**PROBLEMS AND TASKS:**
**a.** Copy the passage of the K-Means tutorial from "Let’s make sure" to "to confirm installation.".
**b.** List every terminal command given in the K-Means tutorial.

**DOCUMENT PASSAGE:**

— BEGIN —

🚀 Introduction

Hey there! 👋
If you’ve ever heard the term “Clustering” and wondered what it really means, you’re in the right place. Today, I’m going to walk you through a hands-on project where we’ll implement the K-Means Clustering algorithm from scratch using Python. And don’t worry—I'll guide you step by step, just like I would if we were sitting together with laptops open! 💻☕

We’ll be using the famous Iris dataset and will write every line of code ourselves to truly understand how clustering works. Let's dive in!

🔧 Step 1: Install Python and pip

Let’s make sure Python and pip are installed.

Command:

sudo apt update

sudo apt install python3

sudo apt install python3-pip

Now, check versions to confirm installation.

Command:

python3 --version

pip3 --version

🔧 Step 2: Create a New Python File

In the terminal, go to the folder where you want to save the file and create the new file.

Command: nano kmeans.py

This will open a blank file in the terminal. Keep it open — we’ll paste code into it soon!

— END —

Data taken from a collection

— BEGIN —

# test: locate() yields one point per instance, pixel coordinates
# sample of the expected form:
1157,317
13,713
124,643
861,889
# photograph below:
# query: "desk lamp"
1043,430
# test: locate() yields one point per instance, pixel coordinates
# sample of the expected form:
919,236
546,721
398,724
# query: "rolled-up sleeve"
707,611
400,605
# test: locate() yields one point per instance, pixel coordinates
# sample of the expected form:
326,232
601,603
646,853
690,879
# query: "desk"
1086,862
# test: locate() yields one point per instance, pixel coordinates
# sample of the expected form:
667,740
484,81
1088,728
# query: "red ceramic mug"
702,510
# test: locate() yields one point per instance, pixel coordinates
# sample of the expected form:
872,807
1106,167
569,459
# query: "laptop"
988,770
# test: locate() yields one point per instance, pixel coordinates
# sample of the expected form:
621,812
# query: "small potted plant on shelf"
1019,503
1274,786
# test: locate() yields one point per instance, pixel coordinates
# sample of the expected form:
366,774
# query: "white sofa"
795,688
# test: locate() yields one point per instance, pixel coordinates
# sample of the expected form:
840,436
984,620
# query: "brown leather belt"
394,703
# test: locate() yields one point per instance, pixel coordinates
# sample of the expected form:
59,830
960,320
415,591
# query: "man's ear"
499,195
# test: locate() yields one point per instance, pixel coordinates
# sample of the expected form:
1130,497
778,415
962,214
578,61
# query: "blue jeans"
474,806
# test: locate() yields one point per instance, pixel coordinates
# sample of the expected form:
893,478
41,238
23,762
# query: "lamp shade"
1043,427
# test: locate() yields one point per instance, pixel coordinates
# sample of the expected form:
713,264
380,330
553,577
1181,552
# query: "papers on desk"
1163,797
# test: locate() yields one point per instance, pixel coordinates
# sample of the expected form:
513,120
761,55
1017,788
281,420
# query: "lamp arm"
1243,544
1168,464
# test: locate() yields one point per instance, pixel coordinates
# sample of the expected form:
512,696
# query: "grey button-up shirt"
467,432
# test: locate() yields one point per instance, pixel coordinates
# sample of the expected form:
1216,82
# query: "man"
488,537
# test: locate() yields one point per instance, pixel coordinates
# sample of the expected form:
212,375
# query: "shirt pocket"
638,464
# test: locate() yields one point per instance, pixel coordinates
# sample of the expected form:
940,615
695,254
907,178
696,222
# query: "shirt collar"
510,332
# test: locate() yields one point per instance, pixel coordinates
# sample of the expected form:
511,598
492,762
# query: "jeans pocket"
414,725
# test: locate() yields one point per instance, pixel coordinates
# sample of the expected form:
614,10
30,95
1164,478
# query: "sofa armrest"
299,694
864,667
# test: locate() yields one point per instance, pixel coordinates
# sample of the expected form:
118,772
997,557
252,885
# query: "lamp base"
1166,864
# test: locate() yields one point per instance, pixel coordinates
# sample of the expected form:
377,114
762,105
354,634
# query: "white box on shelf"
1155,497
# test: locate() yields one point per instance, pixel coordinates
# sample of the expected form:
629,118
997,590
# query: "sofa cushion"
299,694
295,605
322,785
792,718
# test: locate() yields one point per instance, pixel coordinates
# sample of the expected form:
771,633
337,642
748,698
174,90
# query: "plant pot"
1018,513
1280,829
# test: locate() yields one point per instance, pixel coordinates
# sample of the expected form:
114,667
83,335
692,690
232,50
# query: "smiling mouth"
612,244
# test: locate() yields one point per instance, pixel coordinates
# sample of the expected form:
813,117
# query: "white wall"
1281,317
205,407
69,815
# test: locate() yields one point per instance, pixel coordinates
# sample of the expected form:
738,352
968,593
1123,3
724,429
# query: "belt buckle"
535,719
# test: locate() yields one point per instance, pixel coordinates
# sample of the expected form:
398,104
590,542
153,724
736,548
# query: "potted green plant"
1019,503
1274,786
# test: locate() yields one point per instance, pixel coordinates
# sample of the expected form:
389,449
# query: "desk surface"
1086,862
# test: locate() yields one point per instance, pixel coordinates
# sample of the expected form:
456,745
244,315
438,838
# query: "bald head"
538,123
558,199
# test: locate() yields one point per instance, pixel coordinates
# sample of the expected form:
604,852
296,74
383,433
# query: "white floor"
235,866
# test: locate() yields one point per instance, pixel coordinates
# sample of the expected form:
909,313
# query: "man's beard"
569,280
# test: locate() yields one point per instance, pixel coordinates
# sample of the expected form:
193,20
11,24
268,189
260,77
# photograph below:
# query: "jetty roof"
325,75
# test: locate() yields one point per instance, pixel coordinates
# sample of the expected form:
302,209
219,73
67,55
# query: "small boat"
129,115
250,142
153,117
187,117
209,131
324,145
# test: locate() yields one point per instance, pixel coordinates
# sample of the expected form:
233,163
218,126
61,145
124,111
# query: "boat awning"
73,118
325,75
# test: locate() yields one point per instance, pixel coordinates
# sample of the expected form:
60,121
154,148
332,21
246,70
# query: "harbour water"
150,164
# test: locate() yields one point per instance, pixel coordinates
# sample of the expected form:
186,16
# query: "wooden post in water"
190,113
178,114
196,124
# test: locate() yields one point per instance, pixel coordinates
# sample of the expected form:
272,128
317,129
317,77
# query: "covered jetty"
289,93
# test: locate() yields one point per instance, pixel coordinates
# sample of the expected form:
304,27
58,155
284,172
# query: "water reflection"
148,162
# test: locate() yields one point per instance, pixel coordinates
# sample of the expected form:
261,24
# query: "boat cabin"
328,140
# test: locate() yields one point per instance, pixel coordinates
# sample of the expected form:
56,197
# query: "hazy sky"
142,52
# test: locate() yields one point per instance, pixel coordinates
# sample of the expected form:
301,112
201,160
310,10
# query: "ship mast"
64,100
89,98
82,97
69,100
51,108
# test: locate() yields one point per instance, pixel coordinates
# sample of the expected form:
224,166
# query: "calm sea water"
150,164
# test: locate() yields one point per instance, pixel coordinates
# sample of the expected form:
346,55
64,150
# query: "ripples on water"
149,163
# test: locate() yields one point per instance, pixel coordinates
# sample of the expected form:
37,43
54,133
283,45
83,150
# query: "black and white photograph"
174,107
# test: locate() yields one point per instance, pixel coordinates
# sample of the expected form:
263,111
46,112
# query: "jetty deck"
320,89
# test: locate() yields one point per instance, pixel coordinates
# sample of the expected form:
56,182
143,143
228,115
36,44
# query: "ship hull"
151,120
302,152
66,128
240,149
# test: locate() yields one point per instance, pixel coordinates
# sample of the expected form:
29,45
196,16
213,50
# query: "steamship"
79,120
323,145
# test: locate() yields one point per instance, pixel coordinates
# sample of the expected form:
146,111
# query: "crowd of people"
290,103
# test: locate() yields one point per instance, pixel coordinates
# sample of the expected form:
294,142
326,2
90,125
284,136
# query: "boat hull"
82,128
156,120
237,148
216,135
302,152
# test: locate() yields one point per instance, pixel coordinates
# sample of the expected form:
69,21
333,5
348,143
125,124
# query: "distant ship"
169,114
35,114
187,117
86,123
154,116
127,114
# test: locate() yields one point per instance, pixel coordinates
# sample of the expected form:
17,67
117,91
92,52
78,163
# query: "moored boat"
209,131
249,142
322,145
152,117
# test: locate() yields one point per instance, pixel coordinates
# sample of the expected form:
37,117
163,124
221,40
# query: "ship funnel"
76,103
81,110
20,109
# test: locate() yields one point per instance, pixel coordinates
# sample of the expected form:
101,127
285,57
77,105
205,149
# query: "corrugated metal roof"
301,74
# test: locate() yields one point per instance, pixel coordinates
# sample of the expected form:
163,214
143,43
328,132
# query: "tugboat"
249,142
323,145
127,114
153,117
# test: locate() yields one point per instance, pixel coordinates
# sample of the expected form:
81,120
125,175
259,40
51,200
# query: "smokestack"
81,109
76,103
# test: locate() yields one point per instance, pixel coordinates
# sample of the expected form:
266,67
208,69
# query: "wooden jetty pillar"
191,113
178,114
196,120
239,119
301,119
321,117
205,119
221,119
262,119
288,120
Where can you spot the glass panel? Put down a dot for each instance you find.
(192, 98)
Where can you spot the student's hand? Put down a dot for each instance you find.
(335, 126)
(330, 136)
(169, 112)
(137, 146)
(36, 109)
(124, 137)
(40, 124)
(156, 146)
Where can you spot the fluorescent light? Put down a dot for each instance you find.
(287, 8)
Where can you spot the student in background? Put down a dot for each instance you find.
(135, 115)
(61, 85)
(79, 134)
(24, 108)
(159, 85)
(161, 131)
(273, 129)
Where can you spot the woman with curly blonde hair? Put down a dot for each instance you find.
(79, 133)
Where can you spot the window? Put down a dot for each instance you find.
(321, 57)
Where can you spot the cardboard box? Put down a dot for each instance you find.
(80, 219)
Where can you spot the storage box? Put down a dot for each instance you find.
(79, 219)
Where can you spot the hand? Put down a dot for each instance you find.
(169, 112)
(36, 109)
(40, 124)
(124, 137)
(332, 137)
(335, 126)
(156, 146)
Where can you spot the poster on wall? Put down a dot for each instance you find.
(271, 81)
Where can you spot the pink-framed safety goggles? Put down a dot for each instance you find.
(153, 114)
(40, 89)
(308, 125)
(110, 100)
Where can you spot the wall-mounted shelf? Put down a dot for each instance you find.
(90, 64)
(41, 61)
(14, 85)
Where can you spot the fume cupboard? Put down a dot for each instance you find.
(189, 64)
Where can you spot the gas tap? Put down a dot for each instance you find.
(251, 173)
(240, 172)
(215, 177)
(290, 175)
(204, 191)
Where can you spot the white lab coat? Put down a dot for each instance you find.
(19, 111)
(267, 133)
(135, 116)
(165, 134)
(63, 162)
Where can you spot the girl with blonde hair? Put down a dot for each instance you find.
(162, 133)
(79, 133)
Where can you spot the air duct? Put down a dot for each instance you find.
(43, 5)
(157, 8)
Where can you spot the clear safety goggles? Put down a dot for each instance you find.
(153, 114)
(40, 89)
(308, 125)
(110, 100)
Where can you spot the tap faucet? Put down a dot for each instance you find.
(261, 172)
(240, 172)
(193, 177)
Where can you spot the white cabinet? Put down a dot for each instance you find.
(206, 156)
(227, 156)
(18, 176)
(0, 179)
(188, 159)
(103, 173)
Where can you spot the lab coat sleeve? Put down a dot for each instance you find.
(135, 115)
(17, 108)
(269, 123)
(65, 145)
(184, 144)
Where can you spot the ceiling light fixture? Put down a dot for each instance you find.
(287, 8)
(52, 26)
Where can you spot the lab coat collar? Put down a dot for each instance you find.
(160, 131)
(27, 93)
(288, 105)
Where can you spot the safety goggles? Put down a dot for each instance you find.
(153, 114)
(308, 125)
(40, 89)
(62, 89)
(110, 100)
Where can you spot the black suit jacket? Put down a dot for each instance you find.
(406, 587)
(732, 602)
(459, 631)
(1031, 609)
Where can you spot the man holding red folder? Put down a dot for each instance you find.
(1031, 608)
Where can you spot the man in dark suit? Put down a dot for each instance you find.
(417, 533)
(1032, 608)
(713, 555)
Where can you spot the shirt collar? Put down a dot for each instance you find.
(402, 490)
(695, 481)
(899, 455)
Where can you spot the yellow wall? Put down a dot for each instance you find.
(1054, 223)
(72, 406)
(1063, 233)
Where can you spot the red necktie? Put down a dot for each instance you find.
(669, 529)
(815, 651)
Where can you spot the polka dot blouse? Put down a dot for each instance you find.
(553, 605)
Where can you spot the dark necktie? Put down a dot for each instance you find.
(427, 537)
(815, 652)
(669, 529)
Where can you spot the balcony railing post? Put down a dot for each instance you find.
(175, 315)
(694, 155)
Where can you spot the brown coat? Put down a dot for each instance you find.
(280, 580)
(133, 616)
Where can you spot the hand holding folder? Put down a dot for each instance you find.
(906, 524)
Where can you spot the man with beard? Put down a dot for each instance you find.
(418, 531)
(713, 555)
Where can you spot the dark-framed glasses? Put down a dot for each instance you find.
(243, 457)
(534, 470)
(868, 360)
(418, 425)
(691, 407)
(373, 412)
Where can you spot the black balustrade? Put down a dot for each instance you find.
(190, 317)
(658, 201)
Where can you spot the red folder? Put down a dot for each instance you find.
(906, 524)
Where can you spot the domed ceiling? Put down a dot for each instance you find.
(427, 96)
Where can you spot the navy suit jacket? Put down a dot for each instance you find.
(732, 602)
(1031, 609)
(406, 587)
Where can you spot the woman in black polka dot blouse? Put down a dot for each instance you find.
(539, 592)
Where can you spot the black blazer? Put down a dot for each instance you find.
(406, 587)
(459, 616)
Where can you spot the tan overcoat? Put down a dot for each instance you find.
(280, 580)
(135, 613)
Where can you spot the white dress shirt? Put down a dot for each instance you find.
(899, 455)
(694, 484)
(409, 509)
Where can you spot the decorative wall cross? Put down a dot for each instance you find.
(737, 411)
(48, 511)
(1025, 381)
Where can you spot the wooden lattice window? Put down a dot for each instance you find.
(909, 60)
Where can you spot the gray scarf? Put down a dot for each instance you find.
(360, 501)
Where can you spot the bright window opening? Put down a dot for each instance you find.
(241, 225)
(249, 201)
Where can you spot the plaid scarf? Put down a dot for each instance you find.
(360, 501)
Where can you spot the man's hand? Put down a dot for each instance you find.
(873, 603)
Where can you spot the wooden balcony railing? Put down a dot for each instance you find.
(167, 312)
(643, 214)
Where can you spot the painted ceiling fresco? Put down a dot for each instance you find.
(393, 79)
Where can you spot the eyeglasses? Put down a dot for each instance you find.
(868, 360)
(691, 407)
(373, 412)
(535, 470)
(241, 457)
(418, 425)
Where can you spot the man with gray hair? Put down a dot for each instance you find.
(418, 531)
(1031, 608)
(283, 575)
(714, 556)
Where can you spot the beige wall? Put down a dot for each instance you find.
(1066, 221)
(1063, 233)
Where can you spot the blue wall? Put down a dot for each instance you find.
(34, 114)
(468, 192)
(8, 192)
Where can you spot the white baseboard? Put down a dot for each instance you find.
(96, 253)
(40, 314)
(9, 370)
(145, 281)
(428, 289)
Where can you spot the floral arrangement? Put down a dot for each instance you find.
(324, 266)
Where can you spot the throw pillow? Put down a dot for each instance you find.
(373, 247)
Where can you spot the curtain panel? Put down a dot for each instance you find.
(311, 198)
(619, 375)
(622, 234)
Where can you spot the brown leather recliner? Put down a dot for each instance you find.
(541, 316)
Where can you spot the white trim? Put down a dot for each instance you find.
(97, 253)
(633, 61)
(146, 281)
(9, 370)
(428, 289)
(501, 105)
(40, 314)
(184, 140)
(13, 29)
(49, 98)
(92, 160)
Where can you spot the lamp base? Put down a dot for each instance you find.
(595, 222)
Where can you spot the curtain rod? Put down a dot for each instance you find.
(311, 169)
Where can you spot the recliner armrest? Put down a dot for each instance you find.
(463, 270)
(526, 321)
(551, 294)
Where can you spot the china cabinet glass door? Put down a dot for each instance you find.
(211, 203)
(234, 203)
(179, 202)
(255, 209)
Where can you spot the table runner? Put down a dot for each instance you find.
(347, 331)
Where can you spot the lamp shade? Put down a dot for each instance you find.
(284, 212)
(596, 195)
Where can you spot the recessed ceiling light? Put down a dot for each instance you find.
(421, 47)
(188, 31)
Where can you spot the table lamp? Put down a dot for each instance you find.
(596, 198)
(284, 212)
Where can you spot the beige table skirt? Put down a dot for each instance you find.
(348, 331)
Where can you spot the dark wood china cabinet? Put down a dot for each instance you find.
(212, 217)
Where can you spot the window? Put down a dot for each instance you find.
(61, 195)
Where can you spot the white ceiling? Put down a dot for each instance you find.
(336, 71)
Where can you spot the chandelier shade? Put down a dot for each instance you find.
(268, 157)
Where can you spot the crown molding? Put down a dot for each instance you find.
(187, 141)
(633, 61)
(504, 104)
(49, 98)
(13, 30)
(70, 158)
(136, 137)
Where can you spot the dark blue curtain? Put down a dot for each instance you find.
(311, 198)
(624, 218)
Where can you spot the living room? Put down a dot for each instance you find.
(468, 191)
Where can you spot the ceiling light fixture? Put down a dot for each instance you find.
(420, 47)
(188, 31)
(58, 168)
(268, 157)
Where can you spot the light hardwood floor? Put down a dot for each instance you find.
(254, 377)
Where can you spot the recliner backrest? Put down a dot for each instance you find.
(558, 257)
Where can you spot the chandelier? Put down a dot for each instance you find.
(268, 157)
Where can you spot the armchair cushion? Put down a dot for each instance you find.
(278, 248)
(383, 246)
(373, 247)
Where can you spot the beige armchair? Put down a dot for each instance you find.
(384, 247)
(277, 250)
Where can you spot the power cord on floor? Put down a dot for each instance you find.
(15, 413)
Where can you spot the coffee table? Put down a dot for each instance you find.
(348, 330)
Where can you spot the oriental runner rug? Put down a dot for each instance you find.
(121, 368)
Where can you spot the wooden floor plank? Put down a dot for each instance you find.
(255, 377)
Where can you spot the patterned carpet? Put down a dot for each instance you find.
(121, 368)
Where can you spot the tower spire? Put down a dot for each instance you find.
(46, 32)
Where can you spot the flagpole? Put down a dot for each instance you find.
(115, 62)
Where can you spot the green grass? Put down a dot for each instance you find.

— END —

**RESULTS OF THE TASKS:**
**a.**
Let’s make sure Python and pip are installed.

Command:

sudo apt update

sudo apt install python3

sudo apt install python3-pip

Now, check versions to confirm installation.

**b.**
- sudo apt update
- sudo apt install python3
- sudo apt install python3-pip
- python3 --version
- pip3 --version
- nano kmeans.py